Wednesday, 09 December 2009

(13:18:36 CST)

What I did to my website, how, and why. aka breaking for a good cause...

Before I get around to telling you what I did to my poor old website, let me tell you how blogs are kind of like pies. Or, I should say, pie factories and the entries are like the pies. Like a pie, a blog has several parts that stack on top of one another. You have your pie pan, which is like the structural underpinings of your blog: database, server, the basic scripts. On top of the pan is the bottom crust. This is like your blog's non-essentially but really important aspects: the layout and the general presentation. It is shaped by the pie pan, but could fit in another if it had to, with exception. Then you got the filling, the meat/fruit of the blog. This is the content. On top of it all is the spices and top crust that add flavor and appearance. This is the same as the blog's flair and comments and extra doodads. Some pies are made without it, mind you.

Some blogging software builds each pie every time you want to look at it. The pie pan is filled with bottom crust, which is filled with the content, and then this is topped off appropriately. The final product is presented. If any section of the pie has changed, then the final product immediately (or relatively) reflects it. Some blogging software sort of pre-builds the pies, but can quickly break them down and rebuild them at the touch of a "republish" style command.

## Entries
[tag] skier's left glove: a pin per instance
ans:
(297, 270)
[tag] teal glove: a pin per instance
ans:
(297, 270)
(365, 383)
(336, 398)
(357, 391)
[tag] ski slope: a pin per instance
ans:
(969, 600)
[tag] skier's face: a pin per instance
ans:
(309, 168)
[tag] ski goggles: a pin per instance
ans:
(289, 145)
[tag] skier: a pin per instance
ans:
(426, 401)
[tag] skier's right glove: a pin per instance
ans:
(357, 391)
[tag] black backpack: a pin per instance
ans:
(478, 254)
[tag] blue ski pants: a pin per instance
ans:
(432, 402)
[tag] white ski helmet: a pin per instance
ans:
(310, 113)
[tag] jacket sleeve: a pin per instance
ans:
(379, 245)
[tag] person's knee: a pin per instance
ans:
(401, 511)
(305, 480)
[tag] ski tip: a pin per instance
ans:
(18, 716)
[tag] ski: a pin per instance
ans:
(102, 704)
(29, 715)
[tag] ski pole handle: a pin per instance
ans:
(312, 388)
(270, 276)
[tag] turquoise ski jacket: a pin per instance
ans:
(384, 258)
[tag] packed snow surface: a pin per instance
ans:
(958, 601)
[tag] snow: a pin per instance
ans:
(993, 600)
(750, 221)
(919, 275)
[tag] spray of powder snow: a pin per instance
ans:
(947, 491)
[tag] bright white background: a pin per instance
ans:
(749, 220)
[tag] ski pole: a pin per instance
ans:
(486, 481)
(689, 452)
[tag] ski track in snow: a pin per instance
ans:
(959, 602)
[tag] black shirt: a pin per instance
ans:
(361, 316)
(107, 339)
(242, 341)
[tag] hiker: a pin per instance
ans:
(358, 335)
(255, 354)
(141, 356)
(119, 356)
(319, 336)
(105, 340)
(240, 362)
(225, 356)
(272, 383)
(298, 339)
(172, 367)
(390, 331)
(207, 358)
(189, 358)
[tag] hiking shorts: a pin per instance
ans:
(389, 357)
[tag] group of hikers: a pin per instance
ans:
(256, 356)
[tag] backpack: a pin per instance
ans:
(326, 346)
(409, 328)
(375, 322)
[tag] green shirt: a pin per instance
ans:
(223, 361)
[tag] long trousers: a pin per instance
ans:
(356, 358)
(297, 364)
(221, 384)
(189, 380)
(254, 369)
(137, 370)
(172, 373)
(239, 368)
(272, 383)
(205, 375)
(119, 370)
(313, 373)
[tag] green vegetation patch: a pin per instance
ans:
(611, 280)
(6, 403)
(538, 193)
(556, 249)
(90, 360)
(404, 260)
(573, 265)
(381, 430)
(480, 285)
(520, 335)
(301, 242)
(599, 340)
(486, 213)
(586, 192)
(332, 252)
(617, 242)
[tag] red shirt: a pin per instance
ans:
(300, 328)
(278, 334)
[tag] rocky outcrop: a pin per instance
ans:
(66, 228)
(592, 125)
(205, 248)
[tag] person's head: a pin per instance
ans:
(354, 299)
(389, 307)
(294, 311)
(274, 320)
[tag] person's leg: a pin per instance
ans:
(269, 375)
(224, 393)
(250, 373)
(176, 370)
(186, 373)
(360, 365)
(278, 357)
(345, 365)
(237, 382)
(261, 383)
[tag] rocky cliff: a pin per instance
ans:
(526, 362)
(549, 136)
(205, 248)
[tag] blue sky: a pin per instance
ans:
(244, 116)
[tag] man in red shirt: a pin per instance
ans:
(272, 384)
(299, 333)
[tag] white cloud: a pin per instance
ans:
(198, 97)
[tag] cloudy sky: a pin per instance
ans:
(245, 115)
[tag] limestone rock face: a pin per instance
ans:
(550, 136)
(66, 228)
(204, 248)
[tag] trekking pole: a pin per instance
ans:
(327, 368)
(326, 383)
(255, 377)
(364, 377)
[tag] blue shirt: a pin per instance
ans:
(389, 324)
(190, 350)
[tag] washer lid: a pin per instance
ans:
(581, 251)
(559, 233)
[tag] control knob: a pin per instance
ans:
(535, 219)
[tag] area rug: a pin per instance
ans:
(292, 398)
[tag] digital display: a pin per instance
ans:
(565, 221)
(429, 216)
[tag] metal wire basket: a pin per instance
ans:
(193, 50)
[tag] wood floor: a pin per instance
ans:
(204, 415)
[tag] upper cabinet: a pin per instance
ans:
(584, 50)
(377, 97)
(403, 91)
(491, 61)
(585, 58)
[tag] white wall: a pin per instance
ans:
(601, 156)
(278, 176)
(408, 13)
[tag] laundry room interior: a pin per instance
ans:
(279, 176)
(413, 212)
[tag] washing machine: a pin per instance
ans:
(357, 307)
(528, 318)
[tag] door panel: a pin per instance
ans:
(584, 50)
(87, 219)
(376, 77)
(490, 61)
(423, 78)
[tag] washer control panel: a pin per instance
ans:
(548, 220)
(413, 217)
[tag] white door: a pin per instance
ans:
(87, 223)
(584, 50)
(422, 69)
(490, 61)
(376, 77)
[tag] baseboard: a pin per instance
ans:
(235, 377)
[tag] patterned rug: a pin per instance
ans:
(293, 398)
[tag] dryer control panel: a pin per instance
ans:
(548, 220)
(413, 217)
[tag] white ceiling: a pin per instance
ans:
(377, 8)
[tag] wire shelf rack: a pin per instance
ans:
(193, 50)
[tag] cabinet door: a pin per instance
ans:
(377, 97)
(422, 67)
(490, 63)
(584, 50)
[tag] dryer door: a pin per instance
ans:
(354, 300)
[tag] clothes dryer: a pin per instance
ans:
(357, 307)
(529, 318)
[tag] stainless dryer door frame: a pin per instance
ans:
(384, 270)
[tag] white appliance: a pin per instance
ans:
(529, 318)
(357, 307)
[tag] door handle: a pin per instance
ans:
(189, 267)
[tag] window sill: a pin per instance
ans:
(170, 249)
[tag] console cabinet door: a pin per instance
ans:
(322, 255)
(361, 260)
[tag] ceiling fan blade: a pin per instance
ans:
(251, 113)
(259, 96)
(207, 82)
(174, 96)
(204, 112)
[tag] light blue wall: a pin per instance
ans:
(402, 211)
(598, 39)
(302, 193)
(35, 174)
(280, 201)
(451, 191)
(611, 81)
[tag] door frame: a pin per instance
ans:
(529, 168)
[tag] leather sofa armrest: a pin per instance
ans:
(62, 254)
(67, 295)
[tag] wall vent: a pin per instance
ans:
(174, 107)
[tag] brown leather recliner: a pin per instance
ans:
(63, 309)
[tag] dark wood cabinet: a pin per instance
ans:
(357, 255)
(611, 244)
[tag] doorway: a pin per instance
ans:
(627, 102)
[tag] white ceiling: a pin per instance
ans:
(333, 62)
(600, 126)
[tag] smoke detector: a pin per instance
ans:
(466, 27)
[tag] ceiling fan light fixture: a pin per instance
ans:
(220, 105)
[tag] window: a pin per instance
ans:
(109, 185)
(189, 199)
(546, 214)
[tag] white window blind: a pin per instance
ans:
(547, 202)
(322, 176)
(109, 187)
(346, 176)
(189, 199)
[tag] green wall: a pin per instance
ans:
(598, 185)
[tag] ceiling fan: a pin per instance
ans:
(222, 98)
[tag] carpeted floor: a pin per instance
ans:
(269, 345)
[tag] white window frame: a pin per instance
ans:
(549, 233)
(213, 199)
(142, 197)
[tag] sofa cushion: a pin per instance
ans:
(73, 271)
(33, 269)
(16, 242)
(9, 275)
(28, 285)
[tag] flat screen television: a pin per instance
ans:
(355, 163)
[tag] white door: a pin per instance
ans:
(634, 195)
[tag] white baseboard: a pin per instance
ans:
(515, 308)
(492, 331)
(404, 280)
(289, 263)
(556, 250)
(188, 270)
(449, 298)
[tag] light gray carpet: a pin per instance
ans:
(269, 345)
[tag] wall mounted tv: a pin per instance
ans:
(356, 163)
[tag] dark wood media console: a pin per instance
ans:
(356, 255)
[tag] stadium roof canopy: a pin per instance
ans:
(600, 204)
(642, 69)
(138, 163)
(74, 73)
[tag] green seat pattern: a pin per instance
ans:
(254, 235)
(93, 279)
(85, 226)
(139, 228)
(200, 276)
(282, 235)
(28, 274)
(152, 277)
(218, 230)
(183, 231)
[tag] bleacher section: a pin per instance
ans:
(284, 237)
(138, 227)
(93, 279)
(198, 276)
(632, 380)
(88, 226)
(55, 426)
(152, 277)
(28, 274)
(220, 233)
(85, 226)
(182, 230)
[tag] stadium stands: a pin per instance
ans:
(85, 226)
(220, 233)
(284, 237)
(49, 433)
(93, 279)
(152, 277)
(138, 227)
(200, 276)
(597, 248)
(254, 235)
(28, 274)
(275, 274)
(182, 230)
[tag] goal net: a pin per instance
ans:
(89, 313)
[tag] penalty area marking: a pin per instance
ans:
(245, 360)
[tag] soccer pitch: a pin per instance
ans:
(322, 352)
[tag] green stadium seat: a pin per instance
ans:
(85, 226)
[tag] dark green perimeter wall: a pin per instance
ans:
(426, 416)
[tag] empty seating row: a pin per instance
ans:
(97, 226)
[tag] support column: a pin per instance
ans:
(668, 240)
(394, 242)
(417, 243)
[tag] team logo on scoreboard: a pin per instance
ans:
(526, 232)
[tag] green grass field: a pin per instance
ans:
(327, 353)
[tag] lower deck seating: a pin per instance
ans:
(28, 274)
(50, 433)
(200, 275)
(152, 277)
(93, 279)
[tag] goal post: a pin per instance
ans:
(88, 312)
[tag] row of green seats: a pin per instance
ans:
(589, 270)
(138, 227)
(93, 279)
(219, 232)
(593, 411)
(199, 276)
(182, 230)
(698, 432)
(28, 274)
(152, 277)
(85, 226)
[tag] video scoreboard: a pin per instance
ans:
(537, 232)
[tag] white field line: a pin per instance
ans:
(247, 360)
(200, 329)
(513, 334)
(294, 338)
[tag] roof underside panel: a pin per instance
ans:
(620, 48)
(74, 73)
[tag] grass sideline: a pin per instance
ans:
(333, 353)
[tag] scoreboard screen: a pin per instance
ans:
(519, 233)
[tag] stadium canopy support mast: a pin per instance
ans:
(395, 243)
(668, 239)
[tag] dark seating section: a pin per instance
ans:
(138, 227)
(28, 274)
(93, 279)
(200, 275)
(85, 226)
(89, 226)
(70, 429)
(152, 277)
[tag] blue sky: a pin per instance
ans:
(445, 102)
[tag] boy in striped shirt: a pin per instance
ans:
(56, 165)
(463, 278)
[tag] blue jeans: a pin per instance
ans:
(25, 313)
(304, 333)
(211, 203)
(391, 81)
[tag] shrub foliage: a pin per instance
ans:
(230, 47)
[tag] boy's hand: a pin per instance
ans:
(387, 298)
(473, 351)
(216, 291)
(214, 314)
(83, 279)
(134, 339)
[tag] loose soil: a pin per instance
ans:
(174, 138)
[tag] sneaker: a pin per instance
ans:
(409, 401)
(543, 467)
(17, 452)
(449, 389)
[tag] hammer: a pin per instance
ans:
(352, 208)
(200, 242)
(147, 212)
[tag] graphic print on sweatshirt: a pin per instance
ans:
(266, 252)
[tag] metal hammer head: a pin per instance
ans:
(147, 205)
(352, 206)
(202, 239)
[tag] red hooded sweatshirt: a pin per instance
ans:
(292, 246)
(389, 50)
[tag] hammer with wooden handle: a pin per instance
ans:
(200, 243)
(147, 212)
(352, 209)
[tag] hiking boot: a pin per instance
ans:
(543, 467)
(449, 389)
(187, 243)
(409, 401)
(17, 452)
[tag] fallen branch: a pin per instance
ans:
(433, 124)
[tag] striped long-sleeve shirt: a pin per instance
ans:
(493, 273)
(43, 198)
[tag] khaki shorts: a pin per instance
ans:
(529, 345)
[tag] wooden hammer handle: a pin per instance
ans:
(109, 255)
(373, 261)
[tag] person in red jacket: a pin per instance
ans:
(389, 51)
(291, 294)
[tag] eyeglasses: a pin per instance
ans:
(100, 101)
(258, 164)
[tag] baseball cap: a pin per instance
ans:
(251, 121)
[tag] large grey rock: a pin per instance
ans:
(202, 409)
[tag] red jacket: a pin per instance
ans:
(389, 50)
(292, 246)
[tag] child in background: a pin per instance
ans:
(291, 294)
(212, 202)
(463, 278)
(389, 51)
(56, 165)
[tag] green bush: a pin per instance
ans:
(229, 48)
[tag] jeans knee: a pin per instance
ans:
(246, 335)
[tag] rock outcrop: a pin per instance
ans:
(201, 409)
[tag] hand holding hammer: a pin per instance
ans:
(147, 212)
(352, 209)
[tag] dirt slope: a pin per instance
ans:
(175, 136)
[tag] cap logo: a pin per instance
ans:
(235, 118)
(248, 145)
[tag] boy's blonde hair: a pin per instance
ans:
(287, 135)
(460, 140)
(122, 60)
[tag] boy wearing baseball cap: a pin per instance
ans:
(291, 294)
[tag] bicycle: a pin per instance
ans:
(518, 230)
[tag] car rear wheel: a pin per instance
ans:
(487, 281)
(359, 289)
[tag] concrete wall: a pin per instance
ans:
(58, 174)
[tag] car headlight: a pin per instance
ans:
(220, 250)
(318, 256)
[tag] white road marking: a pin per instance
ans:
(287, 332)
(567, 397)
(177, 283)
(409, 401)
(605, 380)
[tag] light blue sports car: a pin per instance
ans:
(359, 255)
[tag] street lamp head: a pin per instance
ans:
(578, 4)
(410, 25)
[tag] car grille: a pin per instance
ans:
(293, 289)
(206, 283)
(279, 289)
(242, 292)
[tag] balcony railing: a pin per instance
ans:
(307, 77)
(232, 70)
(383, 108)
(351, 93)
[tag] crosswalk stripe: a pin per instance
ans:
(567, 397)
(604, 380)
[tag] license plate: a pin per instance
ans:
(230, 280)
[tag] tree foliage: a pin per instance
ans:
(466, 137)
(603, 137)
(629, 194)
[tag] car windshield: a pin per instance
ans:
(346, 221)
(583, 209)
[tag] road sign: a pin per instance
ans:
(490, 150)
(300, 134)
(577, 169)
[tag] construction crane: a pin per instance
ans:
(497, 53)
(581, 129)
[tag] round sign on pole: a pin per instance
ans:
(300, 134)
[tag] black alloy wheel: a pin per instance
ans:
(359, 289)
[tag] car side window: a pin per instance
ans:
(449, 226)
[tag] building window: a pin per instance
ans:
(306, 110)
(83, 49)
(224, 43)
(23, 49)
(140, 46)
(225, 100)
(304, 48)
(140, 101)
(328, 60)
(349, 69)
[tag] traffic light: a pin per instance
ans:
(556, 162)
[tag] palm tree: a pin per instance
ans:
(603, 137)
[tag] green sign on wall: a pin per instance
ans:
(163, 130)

## Exercise description
Extend the post about blogs and pies, picking up right after its final sentence. The lines after the post about blogs and pies are separate material, unrelated to the post.

## Exercise response
Then you have blogs like mine which are closest to frozen pies. The pan, crust, filling, and toppings are all sort of congealed into place at creation, and then it is "warmed up" and served whenever a browser asks for it. If I want to change anything, then I have to go back to each individual pie and break it down and change things, risking damaging each one.

My website's layout has been useful for a while, but it had one annoying flaw. It was nearly impossible to add new sections to it, to alter sections, and so forth. This was readily apparent very shortly after I made the site, when I thought about adding a section on pipes (as in the kind literary detectives smoke) and a section of tea. At that time, I would have had to go through, page by page, and add in the links. The cheap solution ended up being shoehorning sections into my random stuff page, eventually leading to what I called "microsections" and then, as I edited pages, I could sort of update the links. Some pages had fairly different links than others, several pages had broken links, and it was kind of mess; but I would reckon it worked 98% of the time.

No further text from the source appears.